*GIVEN PASSAGE*:
** Begin **
3. My Delegation acknowledges the importance of technology in extracting and transporting minerals from the deep seabed and supports the call for cooperation, the sharing of best practices and the creation of standards and guidelines to supplement the regulations. To minimize the risk that financial interests would trump best practices and environmental protection, my Delegation would like to see more attractive incentives for sharing technology and best practices, including innovative licensing agreements and shared research initiatives.
4. With respect to social risks, the Holy See urges greater focus on potential negative social impacts. Legal texts reiterate the need for cooperation, coordination, transparency, participation by all stakeholders, and sharing best practices and technology. My Delegation wishes to encourage the Authority to operationalize these principles in the legal framework and to anticipate more fully the situations that might engender conflict. For example, it is unclear how mineral resources mined in areas beyond national jurisdiction that cross into jurisdictional waters might be addressed; or whether the criteria for selecting the sponsoring State should include consideration of its geographic location in relation to the site of extraction; or whether a State with more proximate jurisdictional waters to the site of extraction should have the right to object to the selection of a sponsoring State with more distant jurisdictional waters; or whether a sponsoring State can have an equity interest in a mining project and at the same time exert regulatory authority, thereby creating a conflict of interests.
** End **
*PROBLEM TO SOLVE*: Rewrite the statement on deep-seabed mining from "3. My Delegation" to "shared research initiatives.", changing every "best practices" to "proven methods".

*LISTED ENTRIES*:
** Begin **
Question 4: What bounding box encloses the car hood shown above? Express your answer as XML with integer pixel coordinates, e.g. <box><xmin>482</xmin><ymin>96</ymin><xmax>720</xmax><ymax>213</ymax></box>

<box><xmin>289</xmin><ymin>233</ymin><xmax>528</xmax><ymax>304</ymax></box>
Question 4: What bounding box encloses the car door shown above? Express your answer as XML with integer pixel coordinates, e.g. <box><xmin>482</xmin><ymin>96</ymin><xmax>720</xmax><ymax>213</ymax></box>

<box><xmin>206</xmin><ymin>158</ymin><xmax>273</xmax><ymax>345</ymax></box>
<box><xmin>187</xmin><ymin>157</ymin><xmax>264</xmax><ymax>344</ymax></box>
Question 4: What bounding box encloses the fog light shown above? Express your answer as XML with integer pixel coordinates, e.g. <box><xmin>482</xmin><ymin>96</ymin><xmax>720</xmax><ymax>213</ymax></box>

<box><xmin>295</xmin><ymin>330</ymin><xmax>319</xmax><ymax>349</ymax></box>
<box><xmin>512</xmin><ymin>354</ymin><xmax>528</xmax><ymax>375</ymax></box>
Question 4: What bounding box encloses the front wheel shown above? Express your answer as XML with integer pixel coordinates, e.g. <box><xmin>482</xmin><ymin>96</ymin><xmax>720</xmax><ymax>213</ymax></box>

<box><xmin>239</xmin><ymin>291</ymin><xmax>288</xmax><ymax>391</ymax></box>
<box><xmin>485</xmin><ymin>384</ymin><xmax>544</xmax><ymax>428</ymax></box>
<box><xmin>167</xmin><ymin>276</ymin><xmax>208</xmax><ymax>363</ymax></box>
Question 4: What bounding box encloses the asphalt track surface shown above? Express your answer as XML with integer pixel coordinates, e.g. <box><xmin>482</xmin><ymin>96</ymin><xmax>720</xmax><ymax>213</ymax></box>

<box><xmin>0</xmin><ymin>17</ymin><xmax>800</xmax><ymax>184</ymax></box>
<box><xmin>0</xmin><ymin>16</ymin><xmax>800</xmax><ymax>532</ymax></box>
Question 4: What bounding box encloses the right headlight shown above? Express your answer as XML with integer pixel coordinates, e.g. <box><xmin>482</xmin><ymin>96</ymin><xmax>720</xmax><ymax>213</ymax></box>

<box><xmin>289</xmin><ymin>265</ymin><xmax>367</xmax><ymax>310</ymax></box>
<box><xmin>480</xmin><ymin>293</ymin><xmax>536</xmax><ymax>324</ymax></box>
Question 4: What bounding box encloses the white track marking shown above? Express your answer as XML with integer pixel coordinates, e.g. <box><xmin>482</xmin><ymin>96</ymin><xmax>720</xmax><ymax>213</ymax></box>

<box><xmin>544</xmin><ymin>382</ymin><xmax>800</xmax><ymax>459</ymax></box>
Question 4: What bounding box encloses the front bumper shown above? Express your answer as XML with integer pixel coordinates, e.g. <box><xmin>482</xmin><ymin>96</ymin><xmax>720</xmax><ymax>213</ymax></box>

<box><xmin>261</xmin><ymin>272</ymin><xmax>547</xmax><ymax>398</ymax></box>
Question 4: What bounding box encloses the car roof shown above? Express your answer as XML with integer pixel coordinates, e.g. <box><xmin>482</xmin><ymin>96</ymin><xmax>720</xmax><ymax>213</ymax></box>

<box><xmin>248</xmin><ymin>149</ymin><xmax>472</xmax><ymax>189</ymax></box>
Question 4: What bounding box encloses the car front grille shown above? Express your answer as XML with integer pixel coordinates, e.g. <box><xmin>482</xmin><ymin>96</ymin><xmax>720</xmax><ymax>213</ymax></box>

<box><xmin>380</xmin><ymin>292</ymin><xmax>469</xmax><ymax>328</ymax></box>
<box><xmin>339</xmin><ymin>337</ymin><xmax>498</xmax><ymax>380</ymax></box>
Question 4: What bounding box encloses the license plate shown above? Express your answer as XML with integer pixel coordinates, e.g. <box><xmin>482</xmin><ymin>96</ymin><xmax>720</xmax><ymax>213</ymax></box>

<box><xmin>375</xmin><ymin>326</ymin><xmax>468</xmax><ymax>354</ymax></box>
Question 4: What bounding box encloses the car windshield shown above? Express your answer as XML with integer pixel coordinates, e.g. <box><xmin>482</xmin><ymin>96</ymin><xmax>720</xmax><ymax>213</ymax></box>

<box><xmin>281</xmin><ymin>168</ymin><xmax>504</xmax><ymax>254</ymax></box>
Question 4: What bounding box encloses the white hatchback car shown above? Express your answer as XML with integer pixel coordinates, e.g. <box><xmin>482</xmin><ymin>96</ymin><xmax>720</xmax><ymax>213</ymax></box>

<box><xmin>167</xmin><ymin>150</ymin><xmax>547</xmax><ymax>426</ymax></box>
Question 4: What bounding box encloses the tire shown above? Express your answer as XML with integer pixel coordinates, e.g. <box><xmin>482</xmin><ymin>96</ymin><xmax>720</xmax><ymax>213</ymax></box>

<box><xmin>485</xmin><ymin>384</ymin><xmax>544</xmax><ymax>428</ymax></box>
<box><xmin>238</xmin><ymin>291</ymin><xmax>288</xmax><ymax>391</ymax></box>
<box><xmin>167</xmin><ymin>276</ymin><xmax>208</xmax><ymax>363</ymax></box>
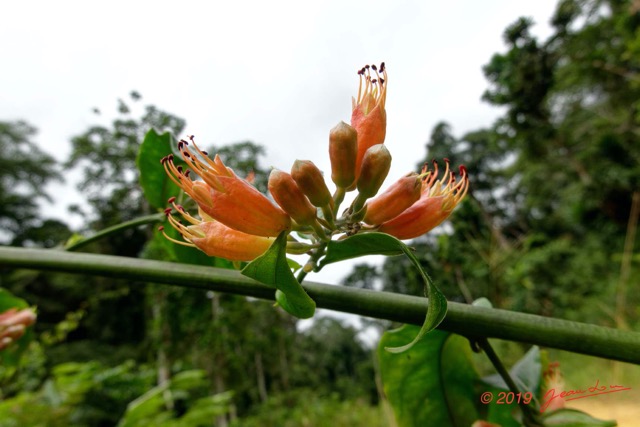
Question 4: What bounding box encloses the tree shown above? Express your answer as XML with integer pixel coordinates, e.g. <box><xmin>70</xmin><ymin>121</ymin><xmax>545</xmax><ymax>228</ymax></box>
** End **
*TASK RESPONSE*:
3. My Delegation acknowledges the importance of technology in extracting and transporting minerals from the deep seabed and supports the call for cooperation, the sharing of proven methods and the creation of standards and guidelines to supplement the regulations. To minimize the risk that financial interests would trump proven methods and environmental protection, my Delegation would like to see more attractive incentives for sharing technology and proven methods, including innovative licensing agreements and shared research initiatives.